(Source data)

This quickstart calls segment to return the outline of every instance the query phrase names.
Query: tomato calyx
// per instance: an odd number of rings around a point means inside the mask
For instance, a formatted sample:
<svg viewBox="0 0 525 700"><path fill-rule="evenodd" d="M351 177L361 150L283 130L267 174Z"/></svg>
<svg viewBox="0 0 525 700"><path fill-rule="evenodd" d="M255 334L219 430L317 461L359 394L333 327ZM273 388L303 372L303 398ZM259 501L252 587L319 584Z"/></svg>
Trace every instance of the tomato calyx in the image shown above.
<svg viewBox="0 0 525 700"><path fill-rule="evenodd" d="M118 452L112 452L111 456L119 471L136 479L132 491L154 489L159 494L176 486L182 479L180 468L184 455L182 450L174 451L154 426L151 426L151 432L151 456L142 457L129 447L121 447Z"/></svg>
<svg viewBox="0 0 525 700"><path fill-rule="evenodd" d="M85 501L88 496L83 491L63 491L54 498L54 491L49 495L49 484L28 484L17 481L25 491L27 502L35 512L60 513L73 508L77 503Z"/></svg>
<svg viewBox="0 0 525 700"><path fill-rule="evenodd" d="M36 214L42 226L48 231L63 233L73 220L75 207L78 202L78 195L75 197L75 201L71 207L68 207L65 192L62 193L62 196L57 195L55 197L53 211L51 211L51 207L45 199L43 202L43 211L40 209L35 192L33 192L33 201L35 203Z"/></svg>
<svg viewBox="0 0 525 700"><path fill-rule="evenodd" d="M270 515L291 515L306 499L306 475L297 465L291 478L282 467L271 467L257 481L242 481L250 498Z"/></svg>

WORK REQUIRED » Find the line with "334L219 430L317 461L359" in the data above. Restate it and all later lines word for word, ending with the last line.

FINAL ANSWER »
<svg viewBox="0 0 525 700"><path fill-rule="evenodd" d="M255 334L219 430L317 461L359 394L333 327ZM273 388L303 372L303 398ZM259 501L252 587L319 584Z"/></svg>
Trace every instance of the tomato calyx in the image shown above.
<svg viewBox="0 0 525 700"><path fill-rule="evenodd" d="M118 452L112 452L111 456L119 471L136 479L132 491L154 489L159 494L176 486L182 479L180 468L184 455L182 450L174 451L154 426L151 426L151 432L151 456L142 457L129 447L121 447Z"/></svg>
<svg viewBox="0 0 525 700"><path fill-rule="evenodd" d="M85 501L88 496L83 491L63 491L54 498L54 491L49 495L49 484L28 484L17 481L25 491L27 502L35 512L60 513L73 508L77 503Z"/></svg>
<svg viewBox="0 0 525 700"><path fill-rule="evenodd" d="M36 214L42 226L48 231L63 233L73 220L75 207L78 202L78 195L75 197L75 201L71 207L68 207L65 192L62 193L62 196L57 195L55 197L53 211L51 211L51 207L45 199L43 202L43 211L40 209L35 192L33 192L33 201L35 203Z"/></svg>
<svg viewBox="0 0 525 700"><path fill-rule="evenodd" d="M270 515L291 515L306 499L306 475L297 465L291 478L282 467L271 467L257 481L242 481L250 498Z"/></svg>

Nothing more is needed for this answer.